▶ **EXERCISE**: Rewrite the rows below with every "pin one point" changed to "mark one point" and nothing else altered.

▶ **DATA SHOWN**:
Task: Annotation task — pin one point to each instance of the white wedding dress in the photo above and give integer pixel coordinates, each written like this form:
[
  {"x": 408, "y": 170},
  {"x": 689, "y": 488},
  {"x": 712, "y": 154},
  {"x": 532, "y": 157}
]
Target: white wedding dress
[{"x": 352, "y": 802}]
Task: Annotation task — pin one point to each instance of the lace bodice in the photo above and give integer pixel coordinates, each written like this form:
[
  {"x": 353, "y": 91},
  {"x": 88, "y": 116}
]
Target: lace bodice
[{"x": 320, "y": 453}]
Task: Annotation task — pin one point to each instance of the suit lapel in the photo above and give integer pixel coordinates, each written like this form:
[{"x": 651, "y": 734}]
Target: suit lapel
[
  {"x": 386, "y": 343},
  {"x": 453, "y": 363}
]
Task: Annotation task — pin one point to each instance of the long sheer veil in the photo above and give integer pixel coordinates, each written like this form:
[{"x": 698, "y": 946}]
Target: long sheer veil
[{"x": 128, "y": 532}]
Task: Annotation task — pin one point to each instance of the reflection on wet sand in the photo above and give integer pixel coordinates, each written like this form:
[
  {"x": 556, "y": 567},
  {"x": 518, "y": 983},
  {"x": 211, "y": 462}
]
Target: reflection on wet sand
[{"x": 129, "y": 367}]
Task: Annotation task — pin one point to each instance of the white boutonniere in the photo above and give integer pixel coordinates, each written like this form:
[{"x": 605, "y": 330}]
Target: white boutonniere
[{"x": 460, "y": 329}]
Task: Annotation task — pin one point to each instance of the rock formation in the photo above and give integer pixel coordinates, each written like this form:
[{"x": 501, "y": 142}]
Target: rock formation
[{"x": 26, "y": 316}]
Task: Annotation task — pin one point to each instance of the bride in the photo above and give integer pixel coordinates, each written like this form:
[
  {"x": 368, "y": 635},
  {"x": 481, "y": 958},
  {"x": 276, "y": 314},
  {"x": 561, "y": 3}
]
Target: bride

▶ **EXERCISE RESPONSE**:
Task: Annotation task — mark one point to each instance of the white wedding dress in the photo above and give integer pixel coordinates, each written like this form:
[
  {"x": 408, "y": 170},
  {"x": 689, "y": 488},
  {"x": 712, "y": 154},
  {"x": 532, "y": 157}
]
Target: white wedding dress
[{"x": 352, "y": 802}]
Task: Annotation task — mark one point to each instance of the lace bodice in the photo above and give integer pixel coordinates, each written like this form:
[
  {"x": 353, "y": 91},
  {"x": 88, "y": 116}
]
Target: lace bodice
[{"x": 320, "y": 453}]
Task: Annotation task — mark one point to each instance of the suit lapel in the photo above and give integer pixel coordinates, each written like this form:
[{"x": 651, "y": 734}]
Target: suit lapel
[
  {"x": 386, "y": 343},
  {"x": 453, "y": 363}
]
Task: Annotation task — mark one point to each instance of the long sheer veil in the photo above and give integer pixel coordinates, each written like this form:
[{"x": 698, "y": 946}]
Target: long sheer veil
[{"x": 128, "y": 532}]
Task: Annotation task — mark one point to each instance of the reflection on wet sand in the photo above and give integer pixel coordinates, each written like this form:
[
  {"x": 556, "y": 567},
  {"x": 518, "y": 983},
  {"x": 211, "y": 462}
]
Target: reflection on wet sand
[{"x": 129, "y": 367}]
Task: Annotation task — mark one point to each instance of the white boutonniere in the photo above and give integer pixel coordinates, each written like this form:
[{"x": 605, "y": 330}]
Target: white boutonniere
[{"x": 460, "y": 329}]
Task: Annotation task — mark one point to each instance of the rock formation in the photo above and give integer pixel coordinates, each written like this form:
[{"x": 501, "y": 142}]
Target: rock formation
[{"x": 26, "y": 316}]
Task: Annotation task — mark one point to each instance of the bride in the photo above and give integer pixel coordinates, each written like this form:
[
  {"x": 368, "y": 635},
  {"x": 481, "y": 958},
  {"x": 276, "y": 314},
  {"x": 561, "y": 3}
]
Target: bride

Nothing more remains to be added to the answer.